__Problem description__. In the copy, include every entry exactly but none of the images.

┌─ Dataset rows

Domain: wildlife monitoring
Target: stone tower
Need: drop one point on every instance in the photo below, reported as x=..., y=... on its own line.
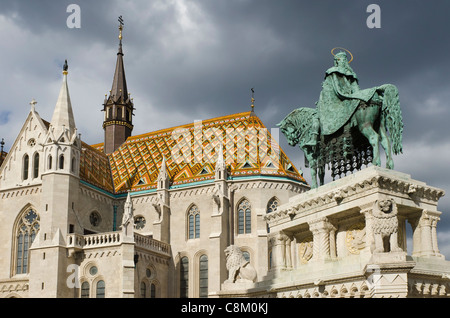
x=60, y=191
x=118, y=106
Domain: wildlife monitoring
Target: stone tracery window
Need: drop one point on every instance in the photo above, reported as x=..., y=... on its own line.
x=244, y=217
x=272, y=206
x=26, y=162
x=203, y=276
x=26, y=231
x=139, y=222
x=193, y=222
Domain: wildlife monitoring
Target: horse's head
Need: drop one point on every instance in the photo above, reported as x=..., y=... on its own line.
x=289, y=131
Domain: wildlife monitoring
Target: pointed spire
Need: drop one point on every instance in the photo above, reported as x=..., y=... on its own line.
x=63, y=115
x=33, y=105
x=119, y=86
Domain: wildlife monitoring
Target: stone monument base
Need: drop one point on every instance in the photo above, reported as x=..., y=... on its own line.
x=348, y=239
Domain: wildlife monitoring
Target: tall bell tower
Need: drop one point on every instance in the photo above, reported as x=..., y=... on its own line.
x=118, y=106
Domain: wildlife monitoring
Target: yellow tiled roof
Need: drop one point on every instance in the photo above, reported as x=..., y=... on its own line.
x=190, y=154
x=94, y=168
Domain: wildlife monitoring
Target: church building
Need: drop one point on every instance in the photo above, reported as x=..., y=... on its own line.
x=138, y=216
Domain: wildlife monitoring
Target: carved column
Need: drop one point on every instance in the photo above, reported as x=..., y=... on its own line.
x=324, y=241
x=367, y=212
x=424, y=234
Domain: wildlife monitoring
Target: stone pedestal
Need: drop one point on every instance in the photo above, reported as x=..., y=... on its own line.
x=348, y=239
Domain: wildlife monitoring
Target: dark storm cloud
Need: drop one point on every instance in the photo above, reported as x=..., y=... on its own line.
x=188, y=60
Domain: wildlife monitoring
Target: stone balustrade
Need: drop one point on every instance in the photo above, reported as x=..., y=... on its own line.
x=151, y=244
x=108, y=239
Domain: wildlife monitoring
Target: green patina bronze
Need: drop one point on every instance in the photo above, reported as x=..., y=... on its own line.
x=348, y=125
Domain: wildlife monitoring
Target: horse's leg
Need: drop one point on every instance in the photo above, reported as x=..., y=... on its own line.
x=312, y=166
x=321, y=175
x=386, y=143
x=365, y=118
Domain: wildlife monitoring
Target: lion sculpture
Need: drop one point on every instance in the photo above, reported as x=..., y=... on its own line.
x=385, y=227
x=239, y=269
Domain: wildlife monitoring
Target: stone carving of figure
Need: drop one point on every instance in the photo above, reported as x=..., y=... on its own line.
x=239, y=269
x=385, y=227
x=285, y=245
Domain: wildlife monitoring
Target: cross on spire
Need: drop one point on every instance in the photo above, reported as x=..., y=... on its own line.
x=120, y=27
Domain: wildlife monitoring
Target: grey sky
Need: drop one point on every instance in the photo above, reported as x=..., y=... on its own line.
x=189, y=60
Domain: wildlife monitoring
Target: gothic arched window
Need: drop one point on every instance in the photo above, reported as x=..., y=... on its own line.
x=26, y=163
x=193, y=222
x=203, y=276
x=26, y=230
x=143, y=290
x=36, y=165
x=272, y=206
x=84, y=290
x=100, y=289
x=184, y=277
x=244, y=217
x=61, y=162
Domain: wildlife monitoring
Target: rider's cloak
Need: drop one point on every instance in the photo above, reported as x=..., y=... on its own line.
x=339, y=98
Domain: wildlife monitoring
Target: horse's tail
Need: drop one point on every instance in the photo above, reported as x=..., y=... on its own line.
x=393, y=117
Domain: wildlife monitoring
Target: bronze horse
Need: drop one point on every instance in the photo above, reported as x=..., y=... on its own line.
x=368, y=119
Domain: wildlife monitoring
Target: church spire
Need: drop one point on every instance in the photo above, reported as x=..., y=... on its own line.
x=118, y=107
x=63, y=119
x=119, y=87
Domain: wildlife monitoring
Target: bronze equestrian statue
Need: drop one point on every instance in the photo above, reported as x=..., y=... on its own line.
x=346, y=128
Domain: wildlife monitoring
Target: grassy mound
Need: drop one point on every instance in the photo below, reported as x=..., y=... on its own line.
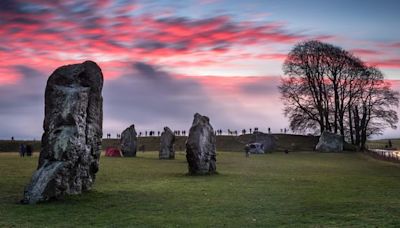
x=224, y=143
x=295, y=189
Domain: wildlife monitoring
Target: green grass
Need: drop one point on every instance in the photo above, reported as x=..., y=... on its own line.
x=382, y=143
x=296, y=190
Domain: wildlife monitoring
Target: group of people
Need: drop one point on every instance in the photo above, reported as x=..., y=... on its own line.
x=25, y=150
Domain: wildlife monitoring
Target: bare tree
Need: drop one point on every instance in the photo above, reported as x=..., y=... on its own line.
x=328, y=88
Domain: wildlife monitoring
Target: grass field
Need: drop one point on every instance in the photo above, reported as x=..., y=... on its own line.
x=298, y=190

└─

__Exercise result__.
Domain: wildlife monitoring
Target: stone tower
Need: drop one point on every instance in the photo below, reported as x=..., y=... on its own line.
x=60, y=191
x=118, y=106
Domain: wildlife monitoring
Target: stone tracery window
Need: drop one point on every instance in the photo above, reported as x=..., y=... on its own line.
x=244, y=217
x=272, y=206
x=26, y=162
x=203, y=276
x=26, y=231
x=139, y=222
x=193, y=222
Domain: wildlife monitoring
Target: horse's head
Need: drop one point on every instance in the photo above, reported as x=..., y=... on its own line.
x=289, y=131
Domain: wildlife monitoring
Target: pointed spire
Need: drop one point on every instance in the photo above, reported as x=..., y=... on its own line.
x=63, y=115
x=33, y=105
x=119, y=86
Domain: wildlife monitoring
Target: stone monument base
Need: drop one point on every instance in the photo above, reported as x=..., y=... on its own line.
x=348, y=239
Domain: wildlife monitoring
Target: tall bell tower
Need: drop one point on every instance in the photo above, reported as x=..., y=... on its own line.
x=118, y=106
Domain: wildlife monitoring
Target: yellow tiled roof
Need: drop one point on every instance in the photo above, reported as x=..., y=... on its own line.
x=190, y=154
x=94, y=168
Domain: wildlife monitoring
Target: church building
Need: drop one point on every instance in the photo above, reported as x=..., y=... on its own line.
x=138, y=216
Domain: wildlife monitoring
Target: carved column
Need: drop one point on every instance in the photo above, reported as x=..., y=... on its own line.
x=324, y=241
x=367, y=212
x=424, y=234
Domain: wildlife monitoring
Target: stone pedestal
Need: drop one point on every instance in the photo above, reported as x=..., y=... on its own line.
x=348, y=239
Domain: wildlife monitoring
Target: dark storm cloud
Need: drop one point on every instance in the photo above, reported as x=..., y=... on its own line.
x=188, y=60
Domain: wildlife monitoring
Target: stone balustrade
Need: drop one point on every instance in the photo above, reported as x=..., y=... on its own line.
x=151, y=244
x=108, y=239
Domain: wildlife monitoring
Target: green patina bronze
Need: drop one point on every instance in the photo above, reported as x=..., y=... on its own line.
x=348, y=125
Domain: wildlife monitoring
Target: horse's leg
Need: drop one point on every instance in the photo above, reported as x=..., y=... on its own line.
x=312, y=166
x=321, y=175
x=386, y=143
x=365, y=118
Domain: wildlife monitoring
Target: lion sculpture
Need: drop one point on every instance in the photo above, reported as x=..., y=... on its own line.
x=385, y=227
x=239, y=269
Domain: wildlife monitoring
Target: stone carving of figure
Need: drop one point on every instance in the photo above, reported as x=..., y=... on its own line.
x=239, y=269
x=385, y=227
x=285, y=245
Domain: wildlife monitoring
Target: cross on spire
Need: drop one point on every instance in the photo above, reported as x=..., y=... on its own line.
x=120, y=27
Domain: wildlife monitoring
Target: grey sky
Need: drop one point on every instance in the photo above, reported as x=..., y=... on its own line.
x=189, y=60
Domain: wildlife monitoring
Target: gothic arched window
Need: drop one point on every instance in the photo above, reported as x=..., y=... on its own line.
x=26, y=163
x=193, y=222
x=203, y=276
x=26, y=230
x=143, y=290
x=36, y=165
x=272, y=206
x=84, y=290
x=100, y=289
x=184, y=277
x=244, y=217
x=61, y=162
Domain: wildlife monitoring
Target: rider's cloak
Need: drop one point on every instance in the photo above, reported as x=..., y=... on its own line.
x=339, y=98
Domain: wildlife monitoring
Target: horse's tail
Need: drop one point on every instance in the photo above, reported as x=..., y=... on its own line.
x=393, y=117
Domain: wildlife monitoring
Target: bronze horse
Need: drop one point on every instance in the photo above, reported as x=..., y=... on its own line.
x=368, y=119
Domain: wildlife monitoring
Target: church spire
Need: drop one point on every instance in the photo above, reported as x=..., y=... on its own line.
x=118, y=107
x=63, y=119
x=119, y=87
Domain: wildlife monitoring
Target: bronze equestrian statue
Need: drop one point on every instance in the photo above, reported as x=..., y=... on its own line.
x=346, y=128
Domain: wildlife monitoring
Target: grassy mound
Need: drop one point on every instance in the photo below, reported as x=..., y=... on its own line.
x=224, y=143
x=295, y=189
Domain: wildlife monitoring
Target: green grass
Need: drop one point on every instance in the photo above, reported as x=..., y=... on its own line.
x=382, y=143
x=296, y=190
Domain: wildlife monitoring
Target: group of people
Need: drop one point on every instance in the photo above, reported as x=..., y=... on its own line.
x=25, y=150
Domain: wildlife monitoring
Target: bare tree
Need: drop one point on every instance in the photo above, reported as x=..., y=... on its own line.
x=328, y=88
Domain: wildlife monitoring
Target: grass field
Need: drop one point on every instance in the photo above, reported as x=..., y=... on its own line.
x=298, y=190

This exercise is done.